Type out the records that follow, exactly as given.

* **Material for this exercise**
* * * * * * * * *
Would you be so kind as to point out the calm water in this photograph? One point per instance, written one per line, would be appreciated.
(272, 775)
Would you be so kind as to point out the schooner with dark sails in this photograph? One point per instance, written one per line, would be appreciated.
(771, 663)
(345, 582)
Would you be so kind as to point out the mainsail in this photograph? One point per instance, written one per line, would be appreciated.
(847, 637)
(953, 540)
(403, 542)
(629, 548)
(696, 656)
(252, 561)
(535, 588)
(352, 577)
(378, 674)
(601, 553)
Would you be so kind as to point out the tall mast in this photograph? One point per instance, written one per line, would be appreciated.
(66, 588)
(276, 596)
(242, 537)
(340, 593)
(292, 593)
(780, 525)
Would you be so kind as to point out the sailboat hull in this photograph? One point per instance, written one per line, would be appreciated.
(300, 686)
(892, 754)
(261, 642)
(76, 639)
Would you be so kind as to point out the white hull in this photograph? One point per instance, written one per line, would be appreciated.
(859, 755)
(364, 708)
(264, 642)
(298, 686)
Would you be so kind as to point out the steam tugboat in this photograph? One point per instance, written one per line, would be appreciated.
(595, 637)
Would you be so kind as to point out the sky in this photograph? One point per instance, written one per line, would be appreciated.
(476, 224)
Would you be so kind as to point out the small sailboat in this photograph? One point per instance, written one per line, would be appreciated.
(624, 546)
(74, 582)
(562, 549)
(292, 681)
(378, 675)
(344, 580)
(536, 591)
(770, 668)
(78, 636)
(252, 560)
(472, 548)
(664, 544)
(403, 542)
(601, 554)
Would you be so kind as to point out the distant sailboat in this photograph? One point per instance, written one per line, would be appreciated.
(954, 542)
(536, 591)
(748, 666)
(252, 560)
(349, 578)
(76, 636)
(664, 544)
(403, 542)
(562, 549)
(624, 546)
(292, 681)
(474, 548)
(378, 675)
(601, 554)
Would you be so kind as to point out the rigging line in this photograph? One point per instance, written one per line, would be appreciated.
* * * * * * * * *
* **Exercise answer**
Would you be so kind as to point out the calm water in this photograph? One point per instance, written one per line, would be appreciated.
(272, 775)
Would you be so kind as to point out the schooner with dark sails in this photograph? One point per instance, written one per line, would be appreciated.
(771, 663)
(345, 582)
Would you be so kind as to point out the mainsail in this photograph? One point per instance, written one per line, would be appreciated.
(847, 637)
(953, 540)
(403, 542)
(629, 548)
(696, 656)
(252, 561)
(535, 588)
(352, 577)
(378, 674)
(601, 553)
Would you be so kind as to point out the tall mast in this photograph? One point per instance, written one per line, would be appreciated.
(66, 588)
(276, 596)
(242, 537)
(340, 593)
(292, 593)
(780, 525)
Would you be so kind as to point out the sailboat hull in this photograph? One point per instance, written one per line, would be appreciated.
(300, 686)
(892, 754)
(261, 642)
(76, 639)
Would you be so kind as to point out the white hull in this photograph? One point per instance, written one per line, would be appreciated.
(859, 755)
(364, 708)
(264, 642)
(298, 686)
Would you be so kind as to point out the steam tugboat in this photograph? One point per instance, written one per line, would be appreciated.
(595, 637)
Would you be so kind as to point out the sky in this photograph? One point per instance, written one per line, would be appreciated.
(476, 224)
Would you be so kind as to point out the small sailboat in this photograph? One point per instance, written one per line, would be appreciated.
(624, 546)
(74, 582)
(562, 549)
(292, 681)
(378, 675)
(344, 580)
(536, 591)
(770, 668)
(78, 636)
(252, 560)
(472, 548)
(664, 544)
(403, 542)
(601, 554)
Would you be so kind as to point out the distant sailboat in this photograph? One point per instance, written one per line, would be appreciated.
(954, 542)
(536, 591)
(748, 666)
(252, 560)
(349, 578)
(76, 636)
(664, 544)
(403, 542)
(562, 549)
(624, 546)
(292, 681)
(474, 548)
(378, 675)
(601, 554)
Would you be so kind as to point out the rigging line in this photograph? One point per instance, written one per line, would be appreciated.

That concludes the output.